## PROVIDED RECORDS:

--- START ---

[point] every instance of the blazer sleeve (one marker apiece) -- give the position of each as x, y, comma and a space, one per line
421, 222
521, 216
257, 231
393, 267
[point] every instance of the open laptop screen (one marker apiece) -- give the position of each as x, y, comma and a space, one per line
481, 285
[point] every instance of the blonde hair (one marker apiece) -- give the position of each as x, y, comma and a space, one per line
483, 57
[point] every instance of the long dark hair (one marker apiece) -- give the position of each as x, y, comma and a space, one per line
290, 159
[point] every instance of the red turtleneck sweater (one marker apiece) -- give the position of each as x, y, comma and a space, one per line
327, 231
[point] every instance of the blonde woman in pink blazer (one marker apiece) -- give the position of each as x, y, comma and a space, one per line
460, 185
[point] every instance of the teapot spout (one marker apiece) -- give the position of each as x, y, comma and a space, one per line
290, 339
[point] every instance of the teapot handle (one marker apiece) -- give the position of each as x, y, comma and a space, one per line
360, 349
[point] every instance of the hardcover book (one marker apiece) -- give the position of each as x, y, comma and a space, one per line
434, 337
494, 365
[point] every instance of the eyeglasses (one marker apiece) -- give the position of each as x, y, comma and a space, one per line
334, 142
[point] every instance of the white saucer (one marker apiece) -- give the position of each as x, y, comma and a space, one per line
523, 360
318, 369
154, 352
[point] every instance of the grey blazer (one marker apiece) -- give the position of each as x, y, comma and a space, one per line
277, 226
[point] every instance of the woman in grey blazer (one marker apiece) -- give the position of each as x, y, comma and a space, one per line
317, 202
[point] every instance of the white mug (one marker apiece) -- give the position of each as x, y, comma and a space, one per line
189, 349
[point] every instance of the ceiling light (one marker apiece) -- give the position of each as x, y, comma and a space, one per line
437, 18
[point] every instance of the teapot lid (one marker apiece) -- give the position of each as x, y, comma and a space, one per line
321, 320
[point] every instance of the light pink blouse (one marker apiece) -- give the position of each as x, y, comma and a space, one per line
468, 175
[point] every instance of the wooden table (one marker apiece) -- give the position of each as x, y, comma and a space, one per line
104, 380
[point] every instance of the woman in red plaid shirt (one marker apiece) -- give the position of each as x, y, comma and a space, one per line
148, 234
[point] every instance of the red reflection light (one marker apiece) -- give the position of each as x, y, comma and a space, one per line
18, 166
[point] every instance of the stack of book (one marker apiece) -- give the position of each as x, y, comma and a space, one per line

--- END ---

## TASK PROMPT:
In full and unchanged, repeat the data above.

## RESULT FOR THIS EXERCISE:
[point] every instance of the blazer sleeve (one marker apiece) -- give the position of each as x, y, comma and a space, one per line
421, 222
521, 216
257, 231
393, 267
[point] every instance of the open laptop screen (one marker apiece) -- give the position of each as x, y, comma and a space, one per line
481, 285
[point] every instance of the blonde hair (one marker apiece) -- give the position of each as x, y, comma and a space, one per line
483, 57
[point] every instance of the long dark hair (one marker apiece) -- give the position of each as x, y, comma and a space, one per line
290, 159
[point] every instance of the red turtleneck sweater (one marker apiece) -- give the position of each as x, y, comma and a space, one per line
327, 231
[point] every instance of the blonde woman in pink blazer (one marker apiece) -- give the position of each as x, y, comma and a space, one per line
460, 185
[point] every instance of the teapot spout (one marker apiece) -- give the position of each as x, y, comma and a space, one per line
290, 339
[point] every instance of the teapot handle (one marker apiece) -- give the position of each as x, y, comma and a space, one per line
360, 349
[point] every instance of the hardcover book (one marker apiece) -- give the position of each as x, y, comma and a space, one per line
434, 337
494, 365
[point] every instance of the eyeglasses (one marker apiece) -- give the position of each as x, y, comma and a space, one per line
334, 142
[point] every instance of the white saucer (one marker apiece) -- give the position of each as x, y, comma and a space, one per line
523, 360
318, 369
154, 352
[point] every instance of the grey blazer (one marker apiece) -- give the position of each as x, y, comma and a space, one per line
277, 226
[point] every instance of the woman in grey blazer (one marker apiece) -- give the position of each as x, y, comma and a space, one per line
317, 202
[point] every instance of the white mug (one marker apiece) -- give the position of each as x, y, comma and a space, one per line
189, 349
[point] every instance of the ceiling light (one marker apiece) -- give the position of each as x, y, comma and a space, one per line
437, 18
[point] every instance of the teapot lid (one marker apiece) -- give the position of each as x, y, comma and a space, one per line
321, 320
[point] every instance of the light pink blouse (one marker apiece) -- give the position of each as x, y, comma and a space, one per line
468, 175
[point] every instance of the wooden table (one marker apiece) -- give the position of each as x, y, comma and a space, one per line
104, 380
[point] every instance of the woman in red plaid shirt (one marker apiece) -- give the position of each as x, y, comma and a space, one per line
148, 234
[point] every instance of the red reflection light (one marker apiece) -- give the position of each as x, y, comma and a space, one per line
18, 166
[point] every instance of the stack of book (one marker apiece) -- give the position of each as x, y, comma and a space, one per line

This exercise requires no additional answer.